PROBLEM TO WORK ON: Return all the lines below, exactly as they read.

(Natural language region descriptions)

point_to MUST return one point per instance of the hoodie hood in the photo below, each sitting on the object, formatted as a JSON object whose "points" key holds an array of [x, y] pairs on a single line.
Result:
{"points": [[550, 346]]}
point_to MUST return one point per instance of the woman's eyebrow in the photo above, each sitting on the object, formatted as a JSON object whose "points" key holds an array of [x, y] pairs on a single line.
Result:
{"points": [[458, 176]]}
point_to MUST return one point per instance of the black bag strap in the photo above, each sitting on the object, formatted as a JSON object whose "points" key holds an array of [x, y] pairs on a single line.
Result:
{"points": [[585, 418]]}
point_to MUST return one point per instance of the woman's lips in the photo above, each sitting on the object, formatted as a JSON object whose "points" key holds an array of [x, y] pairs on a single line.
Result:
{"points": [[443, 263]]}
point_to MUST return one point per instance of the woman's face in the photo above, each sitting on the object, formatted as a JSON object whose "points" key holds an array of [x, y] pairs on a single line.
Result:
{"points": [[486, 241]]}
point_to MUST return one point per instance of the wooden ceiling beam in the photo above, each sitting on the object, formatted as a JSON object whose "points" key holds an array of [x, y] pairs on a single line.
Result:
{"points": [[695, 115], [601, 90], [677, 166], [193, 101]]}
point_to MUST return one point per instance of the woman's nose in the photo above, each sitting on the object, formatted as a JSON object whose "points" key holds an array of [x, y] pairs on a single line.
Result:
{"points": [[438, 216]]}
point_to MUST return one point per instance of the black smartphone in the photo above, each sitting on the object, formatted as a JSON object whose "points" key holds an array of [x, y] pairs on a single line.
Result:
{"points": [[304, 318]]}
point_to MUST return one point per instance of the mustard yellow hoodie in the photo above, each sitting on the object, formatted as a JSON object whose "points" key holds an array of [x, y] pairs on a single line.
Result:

SOLUTION TO THE EXERCISE:
point_to MUST return one point per instance of the hoodie hood in the photo below, each sitting on the object, formatted as a JSON object whose "points" key holds an array of [x, y] pairs on a single line.
Result:
{"points": [[550, 346]]}
point_to MUST return one point per instance of the woman's eyebrow in the photo above, each sitting on the object, formatted as a JSON object whose "points" key holds an array of [x, y] pairs on a single line.
Result:
{"points": [[458, 176]]}
point_to MUST return one point per instance of the black bag strap in the photo above, each sitting on the object, formatted as a JSON object whose "points" key holds an array of [x, y] pairs on a single line.
Result:
{"points": [[585, 418]]}
point_to MUST return one point per instance of the woman's lips in the photo above, each sitting on the object, formatted as a JSON object whose "points" key holds an array of [x, y] pairs on a single line.
Result:
{"points": [[443, 263]]}
point_to MUST return one point per instance of the woman's face in the photo above, each sitting on the object, formatted as a JSON object whose "points" key holds an array of [x, y] pairs on a single line.
Result:
{"points": [[486, 241]]}
point_to MUST return one point per instance of the wooden ceiling beam in the photo above, each sitting on the object, formatted as a JSON object whose "points" key holds an array of [x, y] pairs on a single line.
Result:
{"points": [[695, 115], [601, 90], [677, 166], [193, 101]]}
point_to MUST return one point per instance of the woman's nose in the photo above, each sitting on the object, formatted as a JSON object whose "points" key holds an array of [x, y] pairs on a single line.
Result:
{"points": [[438, 216]]}
point_to MUST return one point per instance of the black smartphone in the photo above, each sitting on the object, formatted as a JSON object whose "points" key holds an array of [x, y] pairs on a single line.
Result:
{"points": [[304, 318]]}
point_to MUST return one point per instance of the mustard yellow hoodie in the photo above, each sitting on the object, formatted as a JSON object whose "points" key holds an array of [x, y] pairs on a single line.
Result:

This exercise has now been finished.